* START Listed entries *

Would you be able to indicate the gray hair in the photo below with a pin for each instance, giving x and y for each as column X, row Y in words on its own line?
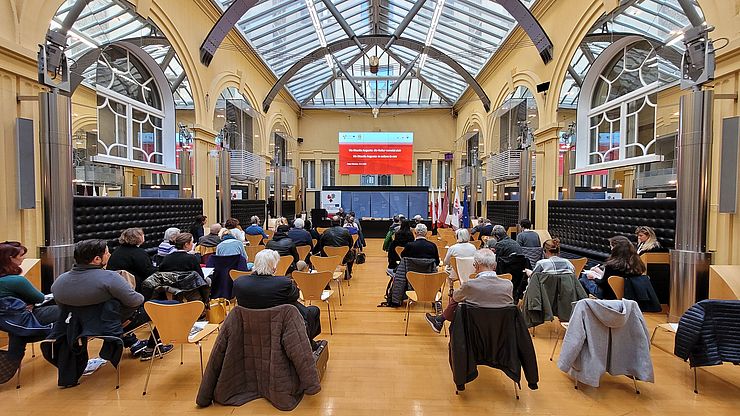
column 498, row 231
column 170, row 234
column 462, row 235
column 298, row 223
column 420, row 230
column 485, row 258
column 265, row 262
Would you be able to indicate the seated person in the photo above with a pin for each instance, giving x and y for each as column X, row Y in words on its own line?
column 88, row 283
column 299, row 235
column 262, row 290
column 283, row 245
column 527, row 237
column 647, row 241
column 487, row 290
column 503, row 245
column 181, row 260
column 402, row 237
column 212, row 239
column 462, row 248
column 254, row 228
column 552, row 263
column 421, row 248
column 229, row 245
column 131, row 257
column 623, row 262
column 12, row 284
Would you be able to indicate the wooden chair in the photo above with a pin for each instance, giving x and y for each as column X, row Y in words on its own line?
column 427, row 288
column 252, row 251
column 174, row 323
column 578, row 265
column 312, row 289
column 254, row 240
column 330, row 264
column 303, row 252
column 617, row 285
column 283, row 265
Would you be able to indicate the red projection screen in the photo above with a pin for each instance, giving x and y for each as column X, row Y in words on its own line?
column 378, row 153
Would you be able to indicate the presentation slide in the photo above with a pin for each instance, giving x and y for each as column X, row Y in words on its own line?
column 371, row 153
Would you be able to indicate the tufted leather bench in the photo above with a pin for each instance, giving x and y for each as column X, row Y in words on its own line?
column 107, row 217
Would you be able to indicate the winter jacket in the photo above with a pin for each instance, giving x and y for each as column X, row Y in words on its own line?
column 68, row 352
column 551, row 295
column 182, row 285
column 495, row 337
column 260, row 353
column 606, row 336
column 396, row 293
column 708, row 333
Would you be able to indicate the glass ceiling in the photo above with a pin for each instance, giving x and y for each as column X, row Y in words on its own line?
column 284, row 31
column 662, row 20
column 106, row 21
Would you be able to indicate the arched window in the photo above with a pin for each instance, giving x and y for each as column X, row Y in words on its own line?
column 135, row 111
column 617, row 115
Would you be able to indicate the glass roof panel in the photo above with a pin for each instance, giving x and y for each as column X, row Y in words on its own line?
column 105, row 21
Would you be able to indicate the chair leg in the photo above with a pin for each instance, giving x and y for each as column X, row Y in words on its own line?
column 328, row 309
column 149, row 373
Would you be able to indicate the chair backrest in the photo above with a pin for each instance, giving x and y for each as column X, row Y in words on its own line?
column 234, row 274
column 325, row 264
column 252, row 251
column 254, row 240
column 312, row 284
column 578, row 265
column 283, row 265
column 174, row 321
column 336, row 251
column 303, row 252
column 426, row 285
column 617, row 285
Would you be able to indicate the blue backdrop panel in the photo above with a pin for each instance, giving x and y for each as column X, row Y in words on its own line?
column 360, row 204
column 400, row 203
column 380, row 205
column 418, row 204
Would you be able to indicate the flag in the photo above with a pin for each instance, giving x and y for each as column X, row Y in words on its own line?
column 466, row 216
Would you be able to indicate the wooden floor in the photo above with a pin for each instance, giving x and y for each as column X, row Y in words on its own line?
column 374, row 370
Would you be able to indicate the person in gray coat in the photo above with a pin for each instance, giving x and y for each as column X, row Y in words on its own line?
column 606, row 336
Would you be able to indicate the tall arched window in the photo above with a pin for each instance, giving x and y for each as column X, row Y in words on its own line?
column 135, row 111
column 616, row 117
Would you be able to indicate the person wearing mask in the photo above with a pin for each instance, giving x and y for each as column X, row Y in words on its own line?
column 552, row 263
column 212, row 239
column 262, row 290
column 284, row 245
column 299, row 235
column 421, row 248
column 131, row 257
column 88, row 283
column 527, row 237
column 197, row 228
column 13, row 285
column 503, row 246
column 181, row 260
column 487, row 290
column 255, row 228
column 230, row 246
column 232, row 224
column 647, row 241
column 462, row 248
column 402, row 237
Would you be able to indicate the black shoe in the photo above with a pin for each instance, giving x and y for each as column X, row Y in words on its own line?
column 434, row 323
column 148, row 353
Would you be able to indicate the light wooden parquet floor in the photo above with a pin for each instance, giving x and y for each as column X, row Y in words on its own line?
column 374, row 370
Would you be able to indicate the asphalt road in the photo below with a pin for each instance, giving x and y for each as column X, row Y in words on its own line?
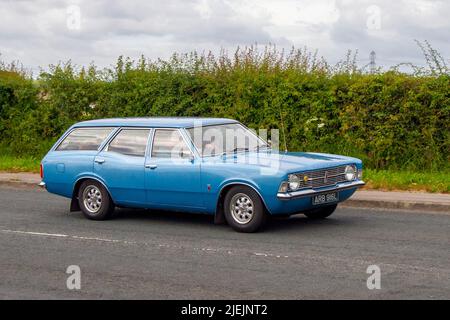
column 161, row 255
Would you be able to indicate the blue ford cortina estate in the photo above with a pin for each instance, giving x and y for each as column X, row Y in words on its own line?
column 206, row 165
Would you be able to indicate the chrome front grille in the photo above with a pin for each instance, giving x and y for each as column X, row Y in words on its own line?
column 322, row 178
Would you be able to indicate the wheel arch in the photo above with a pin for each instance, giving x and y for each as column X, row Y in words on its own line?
column 219, row 216
column 74, row 206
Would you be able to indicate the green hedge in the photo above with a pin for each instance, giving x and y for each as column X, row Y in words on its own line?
column 390, row 120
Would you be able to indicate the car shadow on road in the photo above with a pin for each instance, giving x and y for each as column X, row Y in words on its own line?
column 274, row 224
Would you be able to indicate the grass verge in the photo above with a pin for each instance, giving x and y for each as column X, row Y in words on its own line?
column 375, row 179
column 407, row 180
column 19, row 164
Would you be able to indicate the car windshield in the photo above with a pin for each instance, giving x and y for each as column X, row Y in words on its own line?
column 225, row 138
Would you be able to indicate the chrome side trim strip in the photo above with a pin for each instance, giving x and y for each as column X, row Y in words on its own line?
column 311, row 192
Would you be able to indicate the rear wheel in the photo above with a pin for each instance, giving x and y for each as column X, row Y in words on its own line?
column 94, row 200
column 320, row 213
column 244, row 210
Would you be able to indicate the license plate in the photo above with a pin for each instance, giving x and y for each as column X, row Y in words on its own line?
column 325, row 198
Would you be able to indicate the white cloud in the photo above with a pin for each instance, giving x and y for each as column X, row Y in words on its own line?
column 36, row 32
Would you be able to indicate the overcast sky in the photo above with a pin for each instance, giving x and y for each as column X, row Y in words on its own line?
column 41, row 32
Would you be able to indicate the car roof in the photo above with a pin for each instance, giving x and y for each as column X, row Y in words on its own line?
column 156, row 122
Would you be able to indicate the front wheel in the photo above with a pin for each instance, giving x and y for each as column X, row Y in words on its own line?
column 244, row 210
column 94, row 200
column 320, row 213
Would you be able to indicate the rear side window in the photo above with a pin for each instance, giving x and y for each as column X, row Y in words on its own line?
column 131, row 142
column 169, row 144
column 84, row 139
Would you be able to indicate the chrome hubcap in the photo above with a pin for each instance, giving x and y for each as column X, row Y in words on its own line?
column 92, row 199
column 241, row 208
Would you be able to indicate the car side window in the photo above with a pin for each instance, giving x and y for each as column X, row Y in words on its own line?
column 84, row 139
column 131, row 142
column 169, row 144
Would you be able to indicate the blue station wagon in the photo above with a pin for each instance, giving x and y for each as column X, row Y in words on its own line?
column 204, row 165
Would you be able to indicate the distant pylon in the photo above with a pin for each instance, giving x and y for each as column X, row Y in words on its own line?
column 373, row 65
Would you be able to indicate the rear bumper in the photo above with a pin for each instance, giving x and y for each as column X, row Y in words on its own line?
column 311, row 192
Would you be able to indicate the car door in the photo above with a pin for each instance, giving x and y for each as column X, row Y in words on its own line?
column 172, row 172
column 121, row 166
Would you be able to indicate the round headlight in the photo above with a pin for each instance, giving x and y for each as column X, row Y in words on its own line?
column 294, row 182
column 350, row 173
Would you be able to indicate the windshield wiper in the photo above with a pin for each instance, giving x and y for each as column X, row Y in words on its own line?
column 257, row 148
column 239, row 149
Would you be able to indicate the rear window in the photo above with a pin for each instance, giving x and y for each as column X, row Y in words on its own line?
column 84, row 139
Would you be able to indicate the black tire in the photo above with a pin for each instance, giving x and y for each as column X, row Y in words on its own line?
column 92, row 194
column 251, row 216
column 320, row 213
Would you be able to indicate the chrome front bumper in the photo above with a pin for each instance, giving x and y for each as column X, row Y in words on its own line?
column 311, row 192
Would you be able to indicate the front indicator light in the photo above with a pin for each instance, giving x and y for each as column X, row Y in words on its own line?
column 284, row 187
column 294, row 182
column 350, row 173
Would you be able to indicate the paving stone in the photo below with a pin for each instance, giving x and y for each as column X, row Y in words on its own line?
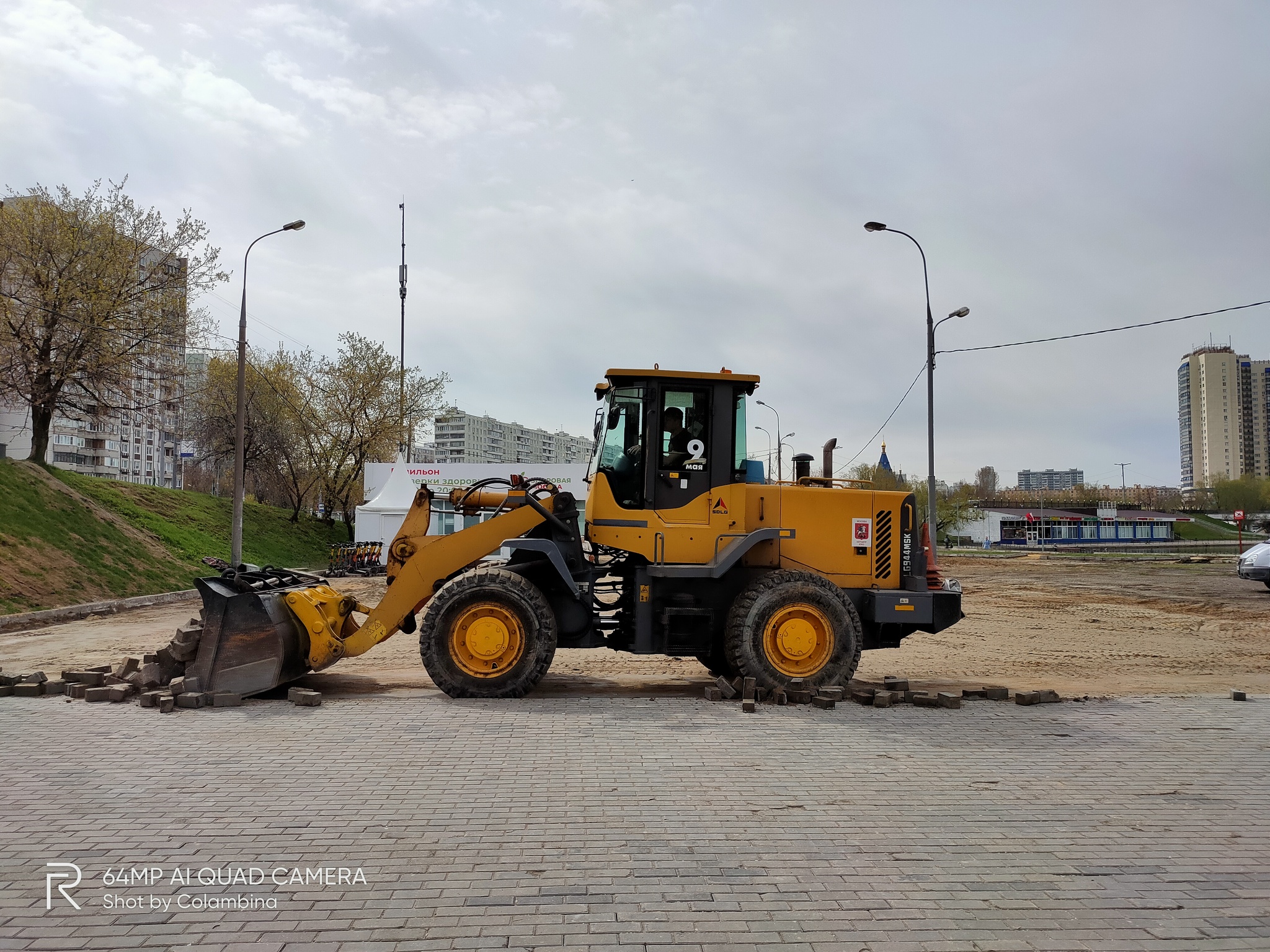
column 91, row 678
column 149, row 676
column 1037, row 697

* END Listed entries *

Exercise objective.
Output an exact copy of the lines from the one with "Would you be able to indicate the rear window" through the closing line of the records, inclusive, without any images.

Reply.
Would you be able to indicate the rear window in the photo above with a pin for each instance, giving x and y for each as column X, row Y in words on its own line?
column 84, row 139
Would you be able to indicate the black tire in the photo above with a pin for each instance, giving x and y for each as column X, row Y in words on its own line?
column 92, row 194
column 251, row 216
column 320, row 213
Would you be able to indicate the chrome front bumper in the photo above with a pin for each instance, giving x and y for each as column X, row Y in words on its own line?
column 311, row 192
Would you be able to indicate the front indicator light in the photo above with a pin for each instance, giving x and y for each as column X, row Y in words on its own line?
column 284, row 187
column 294, row 182
column 350, row 173
Would you be able to indicate the paving stone in the photo below with a pin for each instance, giving x and y for each as column X, row Y in words on its own line?
column 91, row 678
column 149, row 676
column 1037, row 697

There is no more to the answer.